Exercise instructions: Could you filter the records below and keep only the lines with the word "target"?

------ Source information

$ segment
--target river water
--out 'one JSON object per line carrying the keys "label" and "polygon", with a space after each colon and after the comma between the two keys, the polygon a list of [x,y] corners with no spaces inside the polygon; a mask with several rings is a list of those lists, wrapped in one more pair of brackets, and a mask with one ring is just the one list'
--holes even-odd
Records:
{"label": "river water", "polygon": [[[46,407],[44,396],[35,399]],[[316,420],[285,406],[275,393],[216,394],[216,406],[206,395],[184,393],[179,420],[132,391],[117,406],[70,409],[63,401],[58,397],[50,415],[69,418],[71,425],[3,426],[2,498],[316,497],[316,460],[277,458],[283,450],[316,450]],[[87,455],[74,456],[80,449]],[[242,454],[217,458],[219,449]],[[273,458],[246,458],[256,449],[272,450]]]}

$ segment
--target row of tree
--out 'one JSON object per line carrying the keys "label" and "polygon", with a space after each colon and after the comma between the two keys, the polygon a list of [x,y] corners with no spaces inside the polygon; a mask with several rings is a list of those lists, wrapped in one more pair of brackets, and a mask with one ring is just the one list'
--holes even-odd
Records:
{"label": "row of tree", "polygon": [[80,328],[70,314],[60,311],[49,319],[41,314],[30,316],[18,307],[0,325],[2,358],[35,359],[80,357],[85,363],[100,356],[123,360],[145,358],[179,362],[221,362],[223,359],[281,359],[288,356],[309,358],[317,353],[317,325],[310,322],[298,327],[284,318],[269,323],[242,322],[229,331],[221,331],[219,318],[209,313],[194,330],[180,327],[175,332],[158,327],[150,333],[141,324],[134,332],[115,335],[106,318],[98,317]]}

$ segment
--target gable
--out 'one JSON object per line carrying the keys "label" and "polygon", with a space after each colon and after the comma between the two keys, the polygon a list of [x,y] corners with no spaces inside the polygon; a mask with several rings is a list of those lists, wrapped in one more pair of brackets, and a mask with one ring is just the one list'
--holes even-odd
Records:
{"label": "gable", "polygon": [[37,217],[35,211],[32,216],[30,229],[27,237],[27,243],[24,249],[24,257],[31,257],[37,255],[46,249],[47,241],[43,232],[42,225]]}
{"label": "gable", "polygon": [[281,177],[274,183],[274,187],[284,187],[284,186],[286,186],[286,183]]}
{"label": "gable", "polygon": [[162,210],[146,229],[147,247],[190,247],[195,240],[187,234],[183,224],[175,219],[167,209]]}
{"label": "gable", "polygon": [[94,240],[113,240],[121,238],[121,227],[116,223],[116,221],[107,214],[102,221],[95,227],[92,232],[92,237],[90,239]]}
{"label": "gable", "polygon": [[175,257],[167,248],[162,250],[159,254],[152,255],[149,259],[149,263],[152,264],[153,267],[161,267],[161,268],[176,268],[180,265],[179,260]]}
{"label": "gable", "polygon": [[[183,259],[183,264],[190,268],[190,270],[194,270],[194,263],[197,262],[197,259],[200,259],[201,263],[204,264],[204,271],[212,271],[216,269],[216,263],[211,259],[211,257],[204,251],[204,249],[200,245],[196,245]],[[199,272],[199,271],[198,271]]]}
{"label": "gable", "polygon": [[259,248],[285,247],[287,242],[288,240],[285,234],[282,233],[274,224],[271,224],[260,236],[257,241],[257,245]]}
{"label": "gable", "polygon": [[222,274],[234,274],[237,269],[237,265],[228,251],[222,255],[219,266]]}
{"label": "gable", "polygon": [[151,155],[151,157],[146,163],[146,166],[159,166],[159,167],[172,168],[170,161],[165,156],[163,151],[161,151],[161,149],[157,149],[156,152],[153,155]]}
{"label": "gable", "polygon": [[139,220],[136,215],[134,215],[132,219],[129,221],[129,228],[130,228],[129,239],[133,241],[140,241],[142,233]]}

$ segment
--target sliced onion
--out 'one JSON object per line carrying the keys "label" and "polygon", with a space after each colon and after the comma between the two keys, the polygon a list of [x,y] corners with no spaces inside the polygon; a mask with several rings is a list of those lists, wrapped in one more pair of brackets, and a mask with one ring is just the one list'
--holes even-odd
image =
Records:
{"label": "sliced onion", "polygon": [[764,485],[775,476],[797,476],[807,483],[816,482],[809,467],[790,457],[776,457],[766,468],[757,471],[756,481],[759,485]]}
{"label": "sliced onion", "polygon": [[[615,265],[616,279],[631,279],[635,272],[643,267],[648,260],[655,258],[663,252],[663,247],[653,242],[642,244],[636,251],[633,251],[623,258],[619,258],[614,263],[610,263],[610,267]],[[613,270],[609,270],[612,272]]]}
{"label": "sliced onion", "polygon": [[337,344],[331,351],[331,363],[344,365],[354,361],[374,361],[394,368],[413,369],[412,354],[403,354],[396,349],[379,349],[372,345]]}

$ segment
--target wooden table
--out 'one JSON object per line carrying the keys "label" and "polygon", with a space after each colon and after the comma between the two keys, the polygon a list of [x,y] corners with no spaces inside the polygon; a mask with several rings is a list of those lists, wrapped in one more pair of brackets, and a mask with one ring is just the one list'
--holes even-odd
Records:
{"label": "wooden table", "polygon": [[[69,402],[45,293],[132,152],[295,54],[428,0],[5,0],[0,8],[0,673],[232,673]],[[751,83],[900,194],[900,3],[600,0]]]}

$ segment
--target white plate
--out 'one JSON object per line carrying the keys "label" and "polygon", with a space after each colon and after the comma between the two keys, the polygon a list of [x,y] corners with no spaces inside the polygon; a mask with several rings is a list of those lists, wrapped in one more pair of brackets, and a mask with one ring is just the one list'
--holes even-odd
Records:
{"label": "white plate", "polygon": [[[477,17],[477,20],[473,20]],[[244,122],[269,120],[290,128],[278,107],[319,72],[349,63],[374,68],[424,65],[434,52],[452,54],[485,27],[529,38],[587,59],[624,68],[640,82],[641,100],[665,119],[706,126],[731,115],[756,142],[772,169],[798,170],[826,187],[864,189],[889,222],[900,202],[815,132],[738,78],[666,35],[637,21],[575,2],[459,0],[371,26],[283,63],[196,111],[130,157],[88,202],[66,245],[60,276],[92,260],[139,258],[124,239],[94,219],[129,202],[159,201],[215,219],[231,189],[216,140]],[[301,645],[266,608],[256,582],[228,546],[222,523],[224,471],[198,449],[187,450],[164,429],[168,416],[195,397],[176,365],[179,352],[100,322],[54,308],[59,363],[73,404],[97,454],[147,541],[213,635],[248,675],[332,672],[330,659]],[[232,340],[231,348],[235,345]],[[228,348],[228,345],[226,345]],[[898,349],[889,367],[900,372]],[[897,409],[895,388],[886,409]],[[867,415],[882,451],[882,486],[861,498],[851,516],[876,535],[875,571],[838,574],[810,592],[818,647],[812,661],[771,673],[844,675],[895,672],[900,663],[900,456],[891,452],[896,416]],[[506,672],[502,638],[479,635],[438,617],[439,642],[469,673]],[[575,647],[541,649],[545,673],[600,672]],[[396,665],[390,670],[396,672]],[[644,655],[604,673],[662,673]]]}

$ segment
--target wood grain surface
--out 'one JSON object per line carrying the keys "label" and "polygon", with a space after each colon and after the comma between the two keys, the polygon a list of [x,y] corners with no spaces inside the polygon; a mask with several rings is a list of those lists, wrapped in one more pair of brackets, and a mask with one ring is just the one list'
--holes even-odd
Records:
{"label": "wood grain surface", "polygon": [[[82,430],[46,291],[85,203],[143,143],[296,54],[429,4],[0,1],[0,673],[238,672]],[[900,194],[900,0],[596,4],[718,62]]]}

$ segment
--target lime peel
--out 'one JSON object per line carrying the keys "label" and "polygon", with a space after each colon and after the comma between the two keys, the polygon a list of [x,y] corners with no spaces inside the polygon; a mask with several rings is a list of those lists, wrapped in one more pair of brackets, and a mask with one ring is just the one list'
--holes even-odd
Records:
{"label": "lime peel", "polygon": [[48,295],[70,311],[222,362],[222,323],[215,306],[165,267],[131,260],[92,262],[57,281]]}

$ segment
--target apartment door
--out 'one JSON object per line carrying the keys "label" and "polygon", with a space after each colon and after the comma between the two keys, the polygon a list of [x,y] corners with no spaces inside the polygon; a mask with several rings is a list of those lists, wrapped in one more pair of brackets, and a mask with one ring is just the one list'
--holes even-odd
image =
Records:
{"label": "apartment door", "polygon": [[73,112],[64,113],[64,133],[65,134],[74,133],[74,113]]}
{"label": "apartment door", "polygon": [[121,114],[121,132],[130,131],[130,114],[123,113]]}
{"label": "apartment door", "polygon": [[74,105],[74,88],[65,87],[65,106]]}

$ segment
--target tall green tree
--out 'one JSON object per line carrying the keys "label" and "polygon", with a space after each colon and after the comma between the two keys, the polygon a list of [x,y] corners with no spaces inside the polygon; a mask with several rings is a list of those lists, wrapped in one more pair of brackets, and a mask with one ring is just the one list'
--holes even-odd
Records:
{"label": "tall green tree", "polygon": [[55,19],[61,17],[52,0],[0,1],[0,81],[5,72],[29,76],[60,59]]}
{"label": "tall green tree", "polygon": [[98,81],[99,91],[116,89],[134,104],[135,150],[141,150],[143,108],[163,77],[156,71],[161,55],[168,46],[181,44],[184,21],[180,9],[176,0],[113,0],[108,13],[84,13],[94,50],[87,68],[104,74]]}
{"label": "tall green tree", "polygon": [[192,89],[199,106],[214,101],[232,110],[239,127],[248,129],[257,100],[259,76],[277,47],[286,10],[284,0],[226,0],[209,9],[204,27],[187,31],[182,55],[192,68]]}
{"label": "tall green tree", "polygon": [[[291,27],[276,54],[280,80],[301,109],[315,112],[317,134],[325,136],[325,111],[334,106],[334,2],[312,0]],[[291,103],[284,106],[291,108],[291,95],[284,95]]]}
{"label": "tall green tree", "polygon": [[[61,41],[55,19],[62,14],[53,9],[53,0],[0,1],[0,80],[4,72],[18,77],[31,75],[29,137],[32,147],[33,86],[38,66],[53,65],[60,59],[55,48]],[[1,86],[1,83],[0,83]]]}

------------

Answer to this exercise:
--target river water
--target row of tree
--target gable
--target sliced onion
--target wooden table
--target white plate
--target wood grain surface
--target lime peel
--target apartment door
--target tall green tree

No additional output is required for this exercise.